* PAGE TEXT *
◆ ◆ ◆ ◆ ◆

Take a look at Silicon Valley (US), for example. Between 2005 and 2015, only 30 per cent of the 3426 people who moved to this region to pursue a career ended up working in engineering, research or IT. The non-technical career paths were filled by people with degrees in history, gender studies, psychology and other humanities subjects.
This might seem strange, but think about it - with each new wave of technology comes new challenges to connect people to it, integrate it into society, and create narratives that drive consumerism. But just as importantly, BEFORE each wave of technology, the engineers, researchers and coders need to know what the people want, what they expect, and to know that, they need people with skills in connecting with, supporting and educating others. In short, people with humanities degrees.
Slack is a great example of a tech company that is killing it, but whose co-founder and CEO, Stewart Butterfield, has a Bachelor of Arts degree in Philosophy from the University of Victoria as well as a Master of Philosophy from Clare College, Cambridge. Butterfield credits his philosophy degrees with his success with Slack because of the way he thinks about usability and engagement with the product. And he's not alone. Hiring trends across the big digital companies in the US are looking to Liberal Arts graduates for greater diversification in their hiring practices.
Back home in Australia, the numbers aren't quite adding up to the "uselessness" that Tehan and co. would like us to believe humanities degrees represent. Within four months of graduation, more humanities graduates are employed than science and maths graduates and three years later, over 90 per cent of humanities graduates are employed in full-time employment (which is above the average for university graduates) and earn more than science and maths graduates to boot - not a fry in sight!

◆ ◆ ◆ ◆ ◆

* INPUT ROWS *
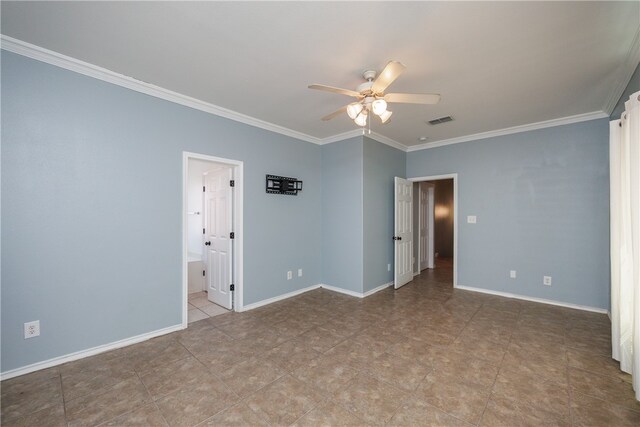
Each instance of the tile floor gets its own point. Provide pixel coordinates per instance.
(423, 355)
(201, 308)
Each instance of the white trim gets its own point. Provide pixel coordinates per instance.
(633, 58)
(88, 352)
(38, 53)
(341, 136)
(278, 298)
(238, 228)
(515, 129)
(354, 293)
(534, 299)
(453, 176)
(50, 57)
(342, 291)
(378, 289)
(387, 141)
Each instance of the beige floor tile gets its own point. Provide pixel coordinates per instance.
(239, 415)
(30, 393)
(589, 411)
(399, 371)
(251, 375)
(347, 358)
(464, 400)
(194, 315)
(148, 415)
(329, 414)
(52, 416)
(93, 409)
(191, 406)
(284, 401)
(292, 354)
(156, 352)
(501, 411)
(371, 400)
(92, 379)
(419, 413)
(327, 374)
(601, 365)
(611, 389)
(174, 376)
(213, 310)
(540, 392)
(320, 339)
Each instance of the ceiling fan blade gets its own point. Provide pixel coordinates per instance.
(413, 98)
(387, 76)
(335, 113)
(336, 90)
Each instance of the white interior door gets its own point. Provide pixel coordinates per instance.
(403, 232)
(218, 209)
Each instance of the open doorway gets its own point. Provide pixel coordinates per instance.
(435, 227)
(212, 236)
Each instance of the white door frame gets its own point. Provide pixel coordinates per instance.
(430, 224)
(238, 176)
(453, 176)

◆ ◆ ◆ ◆ ◆

* SET EXERCISE A *
Can you rewrite the passage on humanities degrees between "Take a look" and "other humanities subjects.", inclusive, with "area" in place of "region"?
* SET EXERCISE B *
Which lines of the listing contain the string "instance"? Copy out each one.

* SOLUTION A *
Take a look at Silicon Valley (US), for example. Between 2005 and 2015, only 30 per cent of the 3426 people who moved to this area to pursue a career ended up working in engineering, research or IT. The non-technical career paths were filled by people with degrees in history, gender studies, psychology and other humanities subjects.

* SOLUTION B *
Each instance of the tile floor gets its own point. Provide pixel coordinates per instance.
Each instance of the white trim gets its own point. Provide pixel coordinates per instance.
Each instance of the beige floor tile gets its own point. Provide pixel coordinates per instance.
Each instance of the ceiling fan blade gets its own point. Provide pixel coordinates per instance.
Each instance of the white interior door gets its own point. Provide pixel coordinates per instance.
Each instance of the open doorway gets its own point. Provide pixel coordinates per instance.
Each instance of the white door frame gets its own point. Provide pixel coordinates per instance.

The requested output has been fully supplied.